*Job 1*.
About the passage on why people become entrepreneurs:
(a) What is the first reason listed for choosing the entrepreneurial path?
(b) What did the friend say was his main motivation for taking the entrepreneurial leap?
(c) What opportunity did the friend turn down?
*Job 2*. Supply what comes next in the passage on why people become entrepreneurs, picking up right after its final sentence.

*Passage shown*.
|---|
I think a lot of people say they want to be entrepreneurs without ever really taking a good hard look their core motivations, myself included. A few reasons why someone would opt for the entrepreneurial path:

  • Freedom that comes with being your own boss
  • The chance to create something people love
  • The challenge and creativity it takes to execute on a vision
  • A chance to make a lot of money, FAST
  • Some people just hate working for someone else or in a corporate environment

The friend I spoke with said that his main motivation to take the entrepreneurial leap, among others, was to swing for the fences with the chance that he’d never have to worry about money again. It’s not that he wanted to be filthy rich, its that he wanted to lead a life where money did not factor into how he chose to spend his time. I’d be lieing to myself, if I didn’t have the same motivation (among others).

This friend of mine choose to take a job that would better prepare himself to become an entrepreneur than get in early on a later stage startup. He knew the later stage startup would be a huge success, but his ultimate goal was to build his own successful companies. He opted to turn down the promising opportunity for one that he thought would better prepare him to become a successful entrepreneur. Fast forward to the present, he is now a successful entrepreneur with multiple startups under his belt…mission accomplished?
|---|
*Entries*.

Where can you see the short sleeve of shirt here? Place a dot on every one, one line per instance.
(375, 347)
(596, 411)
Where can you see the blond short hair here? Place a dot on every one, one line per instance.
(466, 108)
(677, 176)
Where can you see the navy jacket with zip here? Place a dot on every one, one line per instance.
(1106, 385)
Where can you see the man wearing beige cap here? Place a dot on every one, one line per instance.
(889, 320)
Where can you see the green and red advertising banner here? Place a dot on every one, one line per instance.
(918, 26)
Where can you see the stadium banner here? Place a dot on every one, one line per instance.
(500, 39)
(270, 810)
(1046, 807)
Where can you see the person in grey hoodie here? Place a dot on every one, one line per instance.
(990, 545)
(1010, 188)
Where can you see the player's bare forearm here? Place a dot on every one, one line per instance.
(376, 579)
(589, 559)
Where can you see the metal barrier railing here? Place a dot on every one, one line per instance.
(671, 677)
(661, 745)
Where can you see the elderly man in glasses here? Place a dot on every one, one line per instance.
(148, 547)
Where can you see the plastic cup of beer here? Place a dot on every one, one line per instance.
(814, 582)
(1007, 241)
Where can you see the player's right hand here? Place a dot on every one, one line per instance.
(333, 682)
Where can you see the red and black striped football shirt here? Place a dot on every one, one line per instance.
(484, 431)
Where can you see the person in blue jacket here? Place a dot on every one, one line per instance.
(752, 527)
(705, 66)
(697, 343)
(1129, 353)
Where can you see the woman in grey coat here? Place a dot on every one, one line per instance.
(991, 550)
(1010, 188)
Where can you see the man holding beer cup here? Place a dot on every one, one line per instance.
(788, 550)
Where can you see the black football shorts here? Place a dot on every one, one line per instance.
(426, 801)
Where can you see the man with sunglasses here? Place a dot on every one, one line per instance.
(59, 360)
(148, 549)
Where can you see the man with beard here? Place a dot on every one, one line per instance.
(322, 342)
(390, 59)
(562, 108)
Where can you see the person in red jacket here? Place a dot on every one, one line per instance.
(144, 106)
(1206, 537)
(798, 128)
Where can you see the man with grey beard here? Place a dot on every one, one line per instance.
|---|
*Exercise response 1*.
(a) The freedom that comes with being your own boss.
(b) To swing for the fences with the chance that he'd never have to worry about money again.
(c) Getting in early on a later stage startup that he knew would be a huge success.

*Exercise response 2*.
Ironically, if he would have taken that job with the late stage startup, his stock would now be worth enough to never have to worry about money again. The startups he’d built have done well in their own right, but he still works to pay the bills. This would not have been the case if he took the more corporate role.

I think the lesson learned here for aspiring/young entrepreneurs is to take a good look at your motivations to become an entrepreneur before you rush out to prove yourself as one. In this case, my friend would have been closer to the life position he ultimately wanted to be in by not going after the more entrepreneurial path. That’s not to say his experience has not been incredibly fulfilling and valuable, but he can’t fly to Aruba tomorrow to go lie on a hammock for a month.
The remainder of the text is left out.